• [EXERCISE INSTRUCTIONS]
Scan each line of the records for the word "helicopter" and extract the ones that have it.

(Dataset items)
BEGIN
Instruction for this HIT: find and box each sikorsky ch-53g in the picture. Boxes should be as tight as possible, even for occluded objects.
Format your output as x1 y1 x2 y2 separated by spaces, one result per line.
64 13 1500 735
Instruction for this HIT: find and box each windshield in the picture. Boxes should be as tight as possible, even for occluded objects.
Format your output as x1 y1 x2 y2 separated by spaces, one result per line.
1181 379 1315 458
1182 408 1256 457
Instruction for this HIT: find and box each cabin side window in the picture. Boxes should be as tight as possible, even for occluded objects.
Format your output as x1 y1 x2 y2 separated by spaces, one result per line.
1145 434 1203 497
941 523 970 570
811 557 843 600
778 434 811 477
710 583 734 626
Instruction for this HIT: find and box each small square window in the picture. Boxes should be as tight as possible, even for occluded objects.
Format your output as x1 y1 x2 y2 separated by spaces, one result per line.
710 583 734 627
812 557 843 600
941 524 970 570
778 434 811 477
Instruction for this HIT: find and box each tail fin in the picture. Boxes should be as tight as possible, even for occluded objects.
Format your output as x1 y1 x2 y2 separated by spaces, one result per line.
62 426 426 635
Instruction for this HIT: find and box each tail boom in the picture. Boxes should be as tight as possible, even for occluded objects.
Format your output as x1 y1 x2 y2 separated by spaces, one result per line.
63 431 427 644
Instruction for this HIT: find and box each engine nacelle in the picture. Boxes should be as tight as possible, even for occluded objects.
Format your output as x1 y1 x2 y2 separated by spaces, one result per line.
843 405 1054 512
END
BEGIN
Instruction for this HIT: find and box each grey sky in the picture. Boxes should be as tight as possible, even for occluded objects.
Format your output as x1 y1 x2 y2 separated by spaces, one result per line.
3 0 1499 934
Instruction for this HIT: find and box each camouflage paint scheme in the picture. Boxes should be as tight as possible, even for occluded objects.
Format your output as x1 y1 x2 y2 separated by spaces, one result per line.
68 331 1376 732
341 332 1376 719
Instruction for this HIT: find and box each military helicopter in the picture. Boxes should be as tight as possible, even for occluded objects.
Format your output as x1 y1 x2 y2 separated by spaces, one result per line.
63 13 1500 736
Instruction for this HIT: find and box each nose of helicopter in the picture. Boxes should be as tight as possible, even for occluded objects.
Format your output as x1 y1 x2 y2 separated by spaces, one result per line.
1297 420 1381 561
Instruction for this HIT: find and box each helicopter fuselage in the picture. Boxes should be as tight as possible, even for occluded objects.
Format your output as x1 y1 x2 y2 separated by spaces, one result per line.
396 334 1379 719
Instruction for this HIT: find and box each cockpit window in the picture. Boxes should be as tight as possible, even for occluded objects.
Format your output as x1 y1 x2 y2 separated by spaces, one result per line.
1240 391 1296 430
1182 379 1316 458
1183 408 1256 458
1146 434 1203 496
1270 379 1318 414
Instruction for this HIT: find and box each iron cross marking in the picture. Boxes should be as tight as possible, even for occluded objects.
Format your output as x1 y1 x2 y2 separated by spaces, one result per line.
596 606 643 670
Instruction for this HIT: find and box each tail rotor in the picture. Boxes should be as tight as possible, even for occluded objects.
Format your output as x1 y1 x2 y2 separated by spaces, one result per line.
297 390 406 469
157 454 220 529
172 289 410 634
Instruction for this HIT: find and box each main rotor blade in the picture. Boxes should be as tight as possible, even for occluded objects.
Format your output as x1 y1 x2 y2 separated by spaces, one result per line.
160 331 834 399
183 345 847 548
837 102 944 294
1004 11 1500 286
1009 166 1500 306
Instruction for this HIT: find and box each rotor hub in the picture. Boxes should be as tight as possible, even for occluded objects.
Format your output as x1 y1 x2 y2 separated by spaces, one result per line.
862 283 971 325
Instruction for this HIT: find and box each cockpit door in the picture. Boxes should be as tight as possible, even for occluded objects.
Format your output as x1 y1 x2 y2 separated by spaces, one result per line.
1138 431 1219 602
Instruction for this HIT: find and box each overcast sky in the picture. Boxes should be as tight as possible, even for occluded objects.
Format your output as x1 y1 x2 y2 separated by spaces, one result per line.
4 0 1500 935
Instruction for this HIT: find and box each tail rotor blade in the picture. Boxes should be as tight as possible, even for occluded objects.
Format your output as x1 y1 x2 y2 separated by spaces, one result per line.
END
• [OUTPUT OF THE TASK]
Instruction for this HIT: find and box each military helicopter in the picture. Boxes should be as tight as possible, even for occluded objects.
Instruction for this HIT: find and box each nose of helicopter in the picture. Boxes should be as tight as possible, even for occluded objects.
Instruction for this HIT: find and box each helicopter fuselage in the picture. Boxes should be as tight as possible, even for occluded objects.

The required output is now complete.